Source passage:
----------------------------------------
Biden and his backers lied to Americans that the Hunter Biden laptop was “Russian disinformation.” While that might merely qualify as dirty politics, our government’s assistance in burying the scandal constituted election interference.

Though we don’t yet know the extent of government involvement in the info ops, the evidence already indicates eight potential actions taken to protect Biden from what former President Donald Trump and others have since called the “laptop from hell” and hand him the White House.

1. Feds Seized Laptop, Shushed Mac Isaac

Americans might never have known of the extensive evidence of the Biden-family pay-to-play scandal contained on Hunter Biden’s abandoned laptop if John Paul Mac Isaac hadn’t copied the hard drive before handing it over to the FBI. Likewise, had Mac Isaac, who owned the Delaware repair shop where Hunter Biden had abandoned the computer, cowered to the alleged threat made by an FBI agent, the scandal would have been buried too.

According to Mac Isaac, in December 2019, two federal agents arrived at his Wilmington store to retrieve the laptop, following the issuance of a subpoena. Attempting to lighten the situation, Mac Isaac claims he quipped, “Hey, lads, I’ll remember to change your names when I write the book.”
----------------------------------------
Tasks to perform:
A) In the passage on the Hunter Biden laptop, shorten the paragraph beginning "Americans might never have known" while keeping its main facts.
B) Write the next part of the passage on the Hunter Biden laptop, picking up after its final sentence.
----------------------------------------
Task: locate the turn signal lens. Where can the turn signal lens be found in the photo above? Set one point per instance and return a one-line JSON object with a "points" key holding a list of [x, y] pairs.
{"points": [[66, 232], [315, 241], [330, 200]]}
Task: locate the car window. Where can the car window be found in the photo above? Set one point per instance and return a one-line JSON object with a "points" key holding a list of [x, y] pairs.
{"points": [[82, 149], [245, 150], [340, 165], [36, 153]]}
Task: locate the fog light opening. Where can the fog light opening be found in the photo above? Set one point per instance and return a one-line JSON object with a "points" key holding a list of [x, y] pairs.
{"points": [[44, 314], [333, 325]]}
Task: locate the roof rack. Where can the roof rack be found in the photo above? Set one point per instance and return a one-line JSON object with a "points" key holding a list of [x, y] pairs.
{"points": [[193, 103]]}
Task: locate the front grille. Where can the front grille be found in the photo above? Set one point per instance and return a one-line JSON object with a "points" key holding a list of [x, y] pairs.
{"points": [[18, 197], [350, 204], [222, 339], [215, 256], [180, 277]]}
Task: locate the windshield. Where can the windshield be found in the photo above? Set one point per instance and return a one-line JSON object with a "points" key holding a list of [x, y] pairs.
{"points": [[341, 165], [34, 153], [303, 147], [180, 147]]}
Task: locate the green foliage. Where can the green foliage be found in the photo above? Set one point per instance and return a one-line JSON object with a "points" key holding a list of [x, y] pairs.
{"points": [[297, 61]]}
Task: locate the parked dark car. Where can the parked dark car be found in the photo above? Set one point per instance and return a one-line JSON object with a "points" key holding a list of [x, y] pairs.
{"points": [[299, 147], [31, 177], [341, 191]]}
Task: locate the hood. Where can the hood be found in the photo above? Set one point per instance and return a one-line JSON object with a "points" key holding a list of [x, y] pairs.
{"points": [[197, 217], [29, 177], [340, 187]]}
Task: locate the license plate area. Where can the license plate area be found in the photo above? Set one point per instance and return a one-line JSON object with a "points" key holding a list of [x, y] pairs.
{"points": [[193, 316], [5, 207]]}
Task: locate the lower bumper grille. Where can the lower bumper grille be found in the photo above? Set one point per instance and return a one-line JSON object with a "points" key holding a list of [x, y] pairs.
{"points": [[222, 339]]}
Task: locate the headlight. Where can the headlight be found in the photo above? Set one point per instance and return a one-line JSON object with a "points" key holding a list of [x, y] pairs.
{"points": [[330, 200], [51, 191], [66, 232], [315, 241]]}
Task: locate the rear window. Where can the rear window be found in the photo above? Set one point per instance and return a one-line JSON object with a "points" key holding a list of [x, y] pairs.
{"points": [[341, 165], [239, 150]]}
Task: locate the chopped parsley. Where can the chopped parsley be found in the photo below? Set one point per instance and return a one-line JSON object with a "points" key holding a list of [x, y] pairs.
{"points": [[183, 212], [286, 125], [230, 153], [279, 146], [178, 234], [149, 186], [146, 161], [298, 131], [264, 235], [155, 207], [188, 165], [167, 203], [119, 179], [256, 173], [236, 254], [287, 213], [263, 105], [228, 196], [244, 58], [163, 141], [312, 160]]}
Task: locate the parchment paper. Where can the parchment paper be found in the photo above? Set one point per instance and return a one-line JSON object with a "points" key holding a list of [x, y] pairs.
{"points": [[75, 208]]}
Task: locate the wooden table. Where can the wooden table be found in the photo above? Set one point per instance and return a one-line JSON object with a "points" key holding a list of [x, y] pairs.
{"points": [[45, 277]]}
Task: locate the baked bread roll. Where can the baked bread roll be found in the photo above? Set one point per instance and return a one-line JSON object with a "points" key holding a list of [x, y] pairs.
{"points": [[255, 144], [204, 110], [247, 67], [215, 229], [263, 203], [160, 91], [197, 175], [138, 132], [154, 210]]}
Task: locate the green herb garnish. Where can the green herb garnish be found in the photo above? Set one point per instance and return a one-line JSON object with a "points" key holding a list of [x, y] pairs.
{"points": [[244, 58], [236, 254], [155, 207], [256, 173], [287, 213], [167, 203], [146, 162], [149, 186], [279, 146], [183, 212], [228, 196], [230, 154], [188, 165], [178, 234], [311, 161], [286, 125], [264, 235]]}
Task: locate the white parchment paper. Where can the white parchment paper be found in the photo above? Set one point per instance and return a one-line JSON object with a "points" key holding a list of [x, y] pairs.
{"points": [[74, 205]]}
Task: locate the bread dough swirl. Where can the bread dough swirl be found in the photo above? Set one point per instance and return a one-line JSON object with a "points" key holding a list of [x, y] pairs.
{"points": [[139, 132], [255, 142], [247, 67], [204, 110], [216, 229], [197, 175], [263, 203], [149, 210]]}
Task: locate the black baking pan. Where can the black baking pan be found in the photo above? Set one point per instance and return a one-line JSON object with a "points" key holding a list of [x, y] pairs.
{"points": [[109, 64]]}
----------------------------------------
Results:
A) Americans might never have learned of the extensive evidence of the Biden-family pay-to-play scandal on Hunter Biden's abandoned laptop if John Paul Mac Isaac, owner of the Delaware repair shop where it was left, hadn't copied the hard drive before handing it to the FBI. The scandal would also have stayed buried had he cowered to an FBI agent's alleged threat.

B)
    Mac Isaac maintains that while one agent, Wilson, continued to walk toward the door, “Agent DeMeo paused and turned to face me.” Mac Isaac alleges the agent replied: “It is our experience that nothing ever happens to people that don’t talk about these things.”

    In his later-penned book, “American Injustice: My Battle to Expose the Truth,” the computer repair store owner wrote that the incident left him wondering if he was “being paranoid or had what the agent just told me been a direct threat, or at best a thinly veiled one?”

    The FBI’s seizure of the laptop represents the government’s first effort to quiet the Biden family pay-to-play scandal, with the alleged threat to Mac Isaac another early attempt by a government official to protect Joe Biden.

    2. FBI Made Laptop Off Limits 

    Of course, had the FBI seized the laptop for investigative purposes, that would have been a different matter, but the evidence suggests that was not the reason agents removed the computer.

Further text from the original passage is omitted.